The Commandant’s Shadow review – family of Auschwitz commander bring healing to death-camp survivor

Estimated read time 4 min read

The first shock delivered by this engrossing documentary is probably the queasy jolt of recognition. Hans Jürgen Höss, the now elderly son of the Nazi Auschwitz commandant Rudolf Höss (who was executed in 1947), is taken to see his childhood home: the wartime house with its “paradise flower garden” just next to the camp, where the Höss family lived their grotesquely placid and innocent existence, all unaware – or so they said – of what was going on just over the wall. This is the house and garden re-created in detailed replica not far from the original site by film-maker Jonathan Glazer and production designer Chris Oddy for the chilling, Oscar-winning film The Zone of Interest; for those who have seen that film there is a bizarre, intestinal shock in seeing the house again, like a satanic sequel.

Rows for bounding box labeling

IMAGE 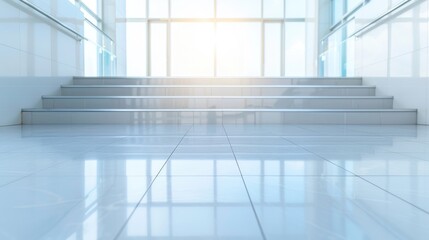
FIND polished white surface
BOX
[0,0,84,77]
[0,125,429,240]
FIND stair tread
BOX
[61,84,375,88]
[42,96,393,99]
[22,108,417,112]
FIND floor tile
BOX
[245,176,429,239]
[115,176,262,239]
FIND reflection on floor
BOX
[0,125,429,240]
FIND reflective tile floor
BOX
[0,125,429,240]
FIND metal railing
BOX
[349,0,414,37]
[19,0,86,41]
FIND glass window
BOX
[217,23,261,77]
[125,0,146,18]
[84,22,98,76]
[126,22,147,76]
[217,0,261,18]
[150,23,167,76]
[332,0,344,24]
[264,23,282,77]
[285,0,307,18]
[171,0,214,18]
[81,0,98,14]
[149,0,168,18]
[264,0,284,18]
[285,22,306,77]
[171,23,215,76]
[347,0,362,12]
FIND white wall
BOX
[321,0,429,124]
[0,0,84,126]
[0,0,83,77]
[0,77,72,126]
[355,0,429,124]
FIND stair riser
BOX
[22,111,417,124]
[73,78,362,85]
[61,87,375,96]
[43,98,393,109]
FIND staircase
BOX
[22,77,417,124]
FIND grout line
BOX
[222,125,267,240]
[0,137,128,189]
[280,129,429,214]
[113,125,193,240]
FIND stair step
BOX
[61,85,375,96]
[22,109,417,124]
[73,77,362,85]
[43,96,393,109]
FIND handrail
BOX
[19,0,87,41]
[321,17,355,42]
[349,0,413,37]
[85,18,114,42]
[321,0,414,42]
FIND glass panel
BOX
[126,0,146,18]
[171,0,214,18]
[149,0,168,18]
[126,22,147,76]
[84,22,98,76]
[217,23,261,76]
[264,23,282,77]
[81,0,98,15]
[285,0,307,18]
[171,23,215,76]
[217,0,261,18]
[150,23,167,76]
[332,0,344,24]
[347,0,362,12]
[285,22,306,76]
[264,0,284,18]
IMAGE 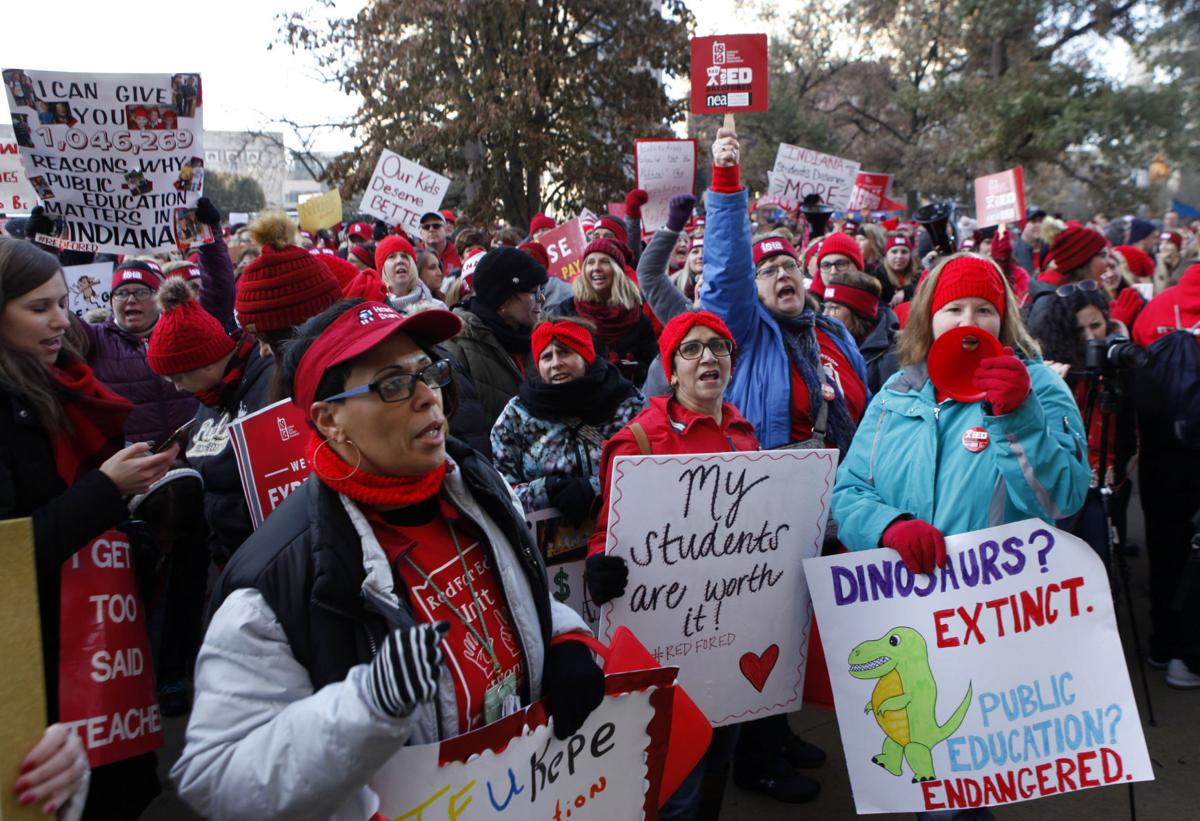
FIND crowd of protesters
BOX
[0,117,1200,819]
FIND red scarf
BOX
[308,433,446,509]
[50,359,133,485]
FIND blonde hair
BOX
[899,253,1042,367]
[571,251,642,308]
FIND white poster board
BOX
[804,519,1154,813]
[359,149,450,236]
[2,68,204,253]
[600,450,838,726]
[767,143,859,211]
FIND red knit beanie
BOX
[929,254,1004,319]
[659,311,737,382]
[146,277,235,376]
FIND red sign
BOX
[538,218,588,282]
[229,400,311,528]
[691,35,769,114]
[976,166,1025,228]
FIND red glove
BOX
[625,188,650,220]
[976,348,1030,417]
[880,519,946,573]
[1109,288,1146,329]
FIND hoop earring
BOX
[312,439,362,483]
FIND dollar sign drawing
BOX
[554,570,571,601]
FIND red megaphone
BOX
[925,325,1004,402]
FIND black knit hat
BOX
[470,246,550,308]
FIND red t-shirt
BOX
[367,508,524,732]
[788,330,866,448]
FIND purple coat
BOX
[83,234,234,442]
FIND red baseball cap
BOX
[292,302,462,413]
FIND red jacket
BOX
[588,396,760,556]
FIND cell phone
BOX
[154,419,197,454]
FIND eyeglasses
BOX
[113,288,154,302]
[678,336,733,359]
[1054,280,1099,296]
[325,359,452,402]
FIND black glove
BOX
[368,622,450,718]
[541,641,604,741]
[546,477,596,525]
[583,553,629,605]
[196,197,221,228]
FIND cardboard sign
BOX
[767,143,858,211]
[229,398,311,529]
[976,166,1025,228]
[599,450,838,726]
[2,68,204,253]
[359,149,450,236]
[370,669,673,821]
[634,139,698,233]
[538,218,588,282]
[296,188,343,233]
[691,35,770,114]
[804,519,1153,813]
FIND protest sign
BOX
[359,149,450,236]
[538,218,588,282]
[229,398,310,528]
[768,143,858,211]
[4,68,204,253]
[634,139,697,232]
[804,519,1153,813]
[62,263,113,319]
[296,188,343,232]
[691,35,769,114]
[371,669,672,821]
[976,166,1025,228]
[600,450,838,726]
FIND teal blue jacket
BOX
[833,361,1092,550]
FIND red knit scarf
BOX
[308,433,446,509]
[50,359,133,485]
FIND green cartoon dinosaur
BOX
[850,627,971,783]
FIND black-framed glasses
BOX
[678,336,733,359]
[325,359,452,402]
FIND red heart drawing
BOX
[738,645,779,693]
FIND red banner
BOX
[59,531,162,767]
[229,400,311,528]
[691,35,769,114]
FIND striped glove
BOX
[370,622,450,718]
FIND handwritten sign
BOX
[229,398,311,528]
[804,519,1153,813]
[976,166,1025,228]
[359,149,450,236]
[633,139,697,232]
[600,450,838,726]
[767,143,858,211]
[370,670,672,821]
[691,35,770,114]
[2,68,204,253]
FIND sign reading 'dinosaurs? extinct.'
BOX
[804,519,1153,813]
[2,68,204,253]
[600,450,838,726]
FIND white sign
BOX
[4,68,204,253]
[600,450,838,726]
[767,143,858,211]
[804,519,1154,813]
[359,149,450,236]
[634,139,696,233]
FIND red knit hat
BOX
[146,277,235,376]
[376,234,416,272]
[929,254,1004,319]
[530,320,596,367]
[659,311,737,382]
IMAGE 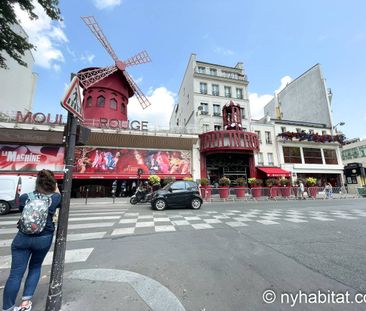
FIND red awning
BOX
[257,167,291,177]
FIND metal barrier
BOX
[200,186,361,202]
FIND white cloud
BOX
[94,0,122,10]
[128,87,176,129]
[249,76,292,119]
[214,46,234,56]
[14,2,68,71]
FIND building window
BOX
[267,153,274,166]
[323,149,338,164]
[255,131,262,144]
[86,96,93,107]
[201,103,208,114]
[212,84,220,96]
[265,131,272,144]
[302,148,323,164]
[240,108,247,119]
[97,95,105,107]
[258,152,263,165]
[198,66,206,73]
[200,82,207,94]
[236,88,243,99]
[283,147,302,163]
[109,98,117,110]
[224,86,231,98]
[213,104,221,117]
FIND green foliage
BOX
[0,0,62,69]
[235,177,245,186]
[219,176,231,186]
[306,177,317,186]
[200,178,210,186]
[148,175,160,186]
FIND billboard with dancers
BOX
[74,147,191,175]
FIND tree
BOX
[0,0,62,69]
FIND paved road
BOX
[0,199,366,311]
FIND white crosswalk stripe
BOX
[0,206,366,269]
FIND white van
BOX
[0,175,37,215]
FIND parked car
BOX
[151,180,202,211]
[0,175,36,215]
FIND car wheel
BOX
[191,198,202,209]
[154,199,166,211]
[130,196,137,205]
[0,201,10,215]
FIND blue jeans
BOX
[3,232,53,311]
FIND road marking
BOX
[68,222,114,229]
[69,216,121,221]
[62,269,185,311]
[285,218,308,223]
[225,221,248,227]
[257,219,279,225]
[191,224,213,230]
[155,226,175,232]
[0,248,94,269]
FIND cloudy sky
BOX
[12,0,366,138]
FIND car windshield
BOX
[163,181,174,190]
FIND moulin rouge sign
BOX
[16,111,148,131]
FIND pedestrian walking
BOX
[325,182,333,199]
[3,170,61,311]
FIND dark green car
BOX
[151,180,202,211]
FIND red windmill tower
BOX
[77,16,151,125]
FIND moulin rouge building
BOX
[0,48,343,196]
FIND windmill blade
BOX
[81,16,118,62]
[78,66,117,89]
[123,71,151,109]
[124,51,151,67]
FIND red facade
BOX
[79,68,134,126]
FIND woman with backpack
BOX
[3,170,61,311]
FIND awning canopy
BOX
[257,167,291,177]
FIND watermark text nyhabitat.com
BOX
[262,289,366,307]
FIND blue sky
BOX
[15,0,366,138]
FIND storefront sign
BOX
[16,111,63,125]
[74,147,191,178]
[99,118,148,131]
[0,145,64,172]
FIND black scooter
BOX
[130,188,153,205]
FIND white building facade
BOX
[170,54,344,186]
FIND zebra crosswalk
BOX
[0,206,128,270]
[0,205,366,270]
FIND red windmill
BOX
[78,16,151,109]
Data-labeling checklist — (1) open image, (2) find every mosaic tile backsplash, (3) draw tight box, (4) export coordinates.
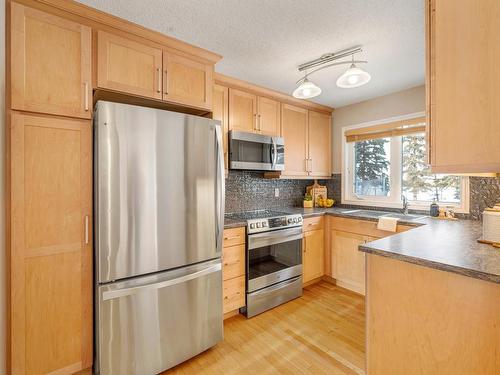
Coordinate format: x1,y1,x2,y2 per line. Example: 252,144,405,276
226,171,340,213
226,171,500,220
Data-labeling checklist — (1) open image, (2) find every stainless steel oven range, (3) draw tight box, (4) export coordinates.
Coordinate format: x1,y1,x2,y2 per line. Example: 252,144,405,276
228,210,303,318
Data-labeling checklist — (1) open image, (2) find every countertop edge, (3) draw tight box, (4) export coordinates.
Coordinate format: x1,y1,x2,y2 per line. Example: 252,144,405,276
358,245,500,284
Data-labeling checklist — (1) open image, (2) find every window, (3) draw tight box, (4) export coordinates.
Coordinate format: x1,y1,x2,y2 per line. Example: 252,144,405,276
342,117,468,212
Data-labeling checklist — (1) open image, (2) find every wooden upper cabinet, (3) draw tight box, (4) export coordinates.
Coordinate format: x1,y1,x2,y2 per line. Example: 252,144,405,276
212,85,229,172
426,0,500,173
97,30,162,99
281,104,308,176
10,2,92,118
229,89,257,132
257,96,281,136
163,51,214,110
8,112,93,374
302,229,325,283
308,111,332,177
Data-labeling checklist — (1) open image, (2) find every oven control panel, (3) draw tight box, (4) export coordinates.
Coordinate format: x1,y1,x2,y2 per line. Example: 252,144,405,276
247,214,302,234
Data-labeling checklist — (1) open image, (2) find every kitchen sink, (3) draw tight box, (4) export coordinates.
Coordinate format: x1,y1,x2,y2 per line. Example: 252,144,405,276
382,212,426,220
343,210,387,217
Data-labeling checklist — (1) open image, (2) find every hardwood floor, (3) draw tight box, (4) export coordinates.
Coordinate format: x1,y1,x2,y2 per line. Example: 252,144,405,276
163,281,365,375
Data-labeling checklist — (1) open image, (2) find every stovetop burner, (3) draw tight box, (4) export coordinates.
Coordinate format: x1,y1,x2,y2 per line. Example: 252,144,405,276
225,210,288,220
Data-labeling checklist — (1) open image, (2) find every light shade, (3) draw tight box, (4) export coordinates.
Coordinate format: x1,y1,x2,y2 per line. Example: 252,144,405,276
292,77,321,99
337,64,372,89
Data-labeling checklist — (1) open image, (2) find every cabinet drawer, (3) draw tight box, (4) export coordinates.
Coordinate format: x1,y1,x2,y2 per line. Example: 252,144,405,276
304,216,323,232
223,227,245,247
326,217,414,238
222,244,245,280
222,276,245,314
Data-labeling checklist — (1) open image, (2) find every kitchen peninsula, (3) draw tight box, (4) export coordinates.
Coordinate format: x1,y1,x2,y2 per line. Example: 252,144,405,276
226,208,500,374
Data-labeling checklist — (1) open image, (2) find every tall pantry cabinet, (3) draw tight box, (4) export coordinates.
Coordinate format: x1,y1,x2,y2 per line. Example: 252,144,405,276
7,3,93,374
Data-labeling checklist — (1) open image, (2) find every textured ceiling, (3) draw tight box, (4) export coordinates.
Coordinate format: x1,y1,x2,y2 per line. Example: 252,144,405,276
79,0,425,107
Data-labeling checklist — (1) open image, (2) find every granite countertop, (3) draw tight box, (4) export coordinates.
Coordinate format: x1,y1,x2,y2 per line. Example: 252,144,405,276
224,207,500,283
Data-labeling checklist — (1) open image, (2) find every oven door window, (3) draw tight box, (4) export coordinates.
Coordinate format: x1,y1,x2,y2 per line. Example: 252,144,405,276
248,240,302,282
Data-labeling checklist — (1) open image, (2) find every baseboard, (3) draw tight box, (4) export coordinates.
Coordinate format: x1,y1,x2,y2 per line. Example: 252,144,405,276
224,309,240,320
335,280,365,296
302,276,323,288
321,275,337,285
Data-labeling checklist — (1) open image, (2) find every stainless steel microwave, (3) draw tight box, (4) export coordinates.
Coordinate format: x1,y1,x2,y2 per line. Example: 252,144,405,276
229,130,285,171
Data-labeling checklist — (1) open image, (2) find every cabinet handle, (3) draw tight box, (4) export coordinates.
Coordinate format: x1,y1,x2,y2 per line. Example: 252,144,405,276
84,82,89,112
167,70,168,95
85,215,89,245
156,68,161,94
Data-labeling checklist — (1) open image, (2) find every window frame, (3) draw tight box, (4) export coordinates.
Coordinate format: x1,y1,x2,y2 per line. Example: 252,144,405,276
341,112,470,213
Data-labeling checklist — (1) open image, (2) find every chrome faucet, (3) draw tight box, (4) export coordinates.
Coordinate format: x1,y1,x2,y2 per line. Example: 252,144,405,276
402,195,409,215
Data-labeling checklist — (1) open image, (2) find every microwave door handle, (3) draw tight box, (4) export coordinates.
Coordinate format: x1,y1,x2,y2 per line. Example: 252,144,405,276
271,137,278,167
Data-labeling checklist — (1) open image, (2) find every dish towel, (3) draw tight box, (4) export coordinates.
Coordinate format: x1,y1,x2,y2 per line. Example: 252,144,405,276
377,216,399,232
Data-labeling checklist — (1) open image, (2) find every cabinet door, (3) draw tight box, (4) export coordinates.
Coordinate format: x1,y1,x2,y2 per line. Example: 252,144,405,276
308,111,332,177
10,2,92,118
97,31,162,99
222,276,246,314
163,51,214,110
281,104,308,176
9,113,92,374
257,96,281,137
331,230,366,294
212,85,229,174
302,229,325,283
229,89,257,133
427,0,500,173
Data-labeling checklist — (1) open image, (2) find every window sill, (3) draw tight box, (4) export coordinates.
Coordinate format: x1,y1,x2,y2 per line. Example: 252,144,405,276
341,199,469,214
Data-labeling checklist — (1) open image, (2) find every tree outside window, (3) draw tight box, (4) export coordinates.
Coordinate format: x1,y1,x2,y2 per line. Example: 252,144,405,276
401,134,461,202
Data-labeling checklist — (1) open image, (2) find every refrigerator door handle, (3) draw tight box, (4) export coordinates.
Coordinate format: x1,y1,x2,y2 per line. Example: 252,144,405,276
102,262,222,301
215,124,224,253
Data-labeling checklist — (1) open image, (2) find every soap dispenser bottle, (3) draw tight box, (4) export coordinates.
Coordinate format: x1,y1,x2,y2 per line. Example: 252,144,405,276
430,199,439,217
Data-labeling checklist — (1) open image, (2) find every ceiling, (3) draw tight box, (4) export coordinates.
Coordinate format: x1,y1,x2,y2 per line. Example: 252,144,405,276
79,0,425,107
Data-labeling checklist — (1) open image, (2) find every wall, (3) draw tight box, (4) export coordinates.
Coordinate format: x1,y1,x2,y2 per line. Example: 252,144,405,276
0,0,6,374
332,86,425,173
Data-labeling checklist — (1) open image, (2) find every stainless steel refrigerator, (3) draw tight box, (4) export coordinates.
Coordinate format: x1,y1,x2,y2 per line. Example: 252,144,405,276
94,101,224,375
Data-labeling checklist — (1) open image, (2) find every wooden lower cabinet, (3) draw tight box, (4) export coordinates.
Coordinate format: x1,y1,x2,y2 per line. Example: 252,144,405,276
366,254,500,375
222,275,245,314
331,230,368,294
325,216,413,295
222,227,246,314
302,229,325,283
7,112,93,374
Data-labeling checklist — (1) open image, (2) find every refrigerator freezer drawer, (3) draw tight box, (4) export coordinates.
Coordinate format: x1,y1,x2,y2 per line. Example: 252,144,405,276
96,259,223,375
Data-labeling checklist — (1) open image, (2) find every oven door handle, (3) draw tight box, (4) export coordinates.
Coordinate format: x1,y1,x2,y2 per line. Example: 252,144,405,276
248,226,304,250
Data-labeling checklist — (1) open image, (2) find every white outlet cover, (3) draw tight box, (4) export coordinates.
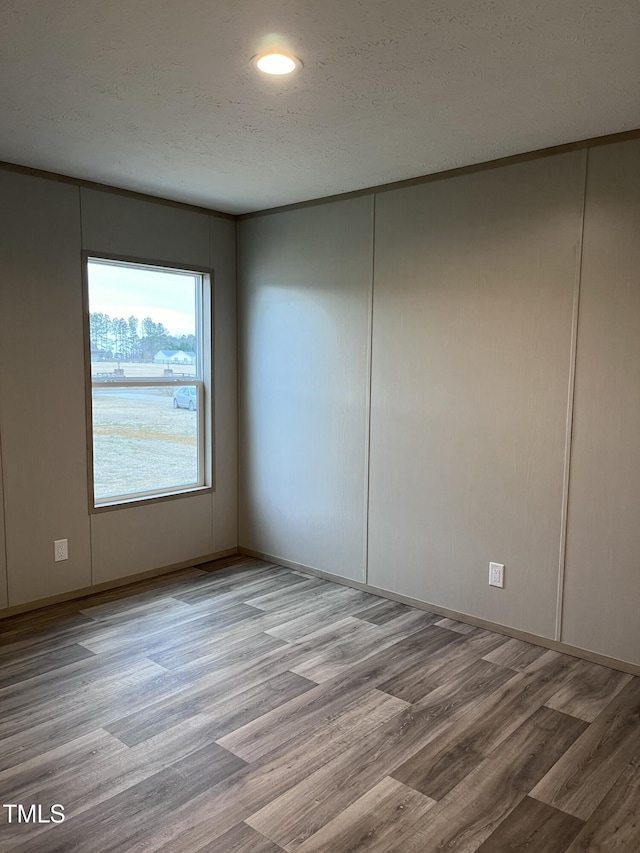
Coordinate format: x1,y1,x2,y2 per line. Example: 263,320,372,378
53,539,69,563
489,563,504,589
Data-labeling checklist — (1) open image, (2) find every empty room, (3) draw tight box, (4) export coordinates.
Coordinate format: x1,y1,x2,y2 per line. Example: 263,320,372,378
0,0,640,853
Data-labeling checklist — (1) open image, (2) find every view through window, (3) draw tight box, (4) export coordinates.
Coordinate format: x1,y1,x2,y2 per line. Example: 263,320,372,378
87,257,210,506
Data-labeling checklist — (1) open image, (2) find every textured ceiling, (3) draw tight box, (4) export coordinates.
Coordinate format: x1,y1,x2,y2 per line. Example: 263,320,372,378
0,0,640,213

**PROBLEMS TO WORK ON**
a – Name every person the review mentions by name.
b – According to the review, in what year was Rudolf Höss executed?
The rows play no part in the tasks.

**SOLVED TASKS**
a – Hans Jürgen Höss, Rudolf Höss, Jonathan Glazer, Chris Oddy

b – 1947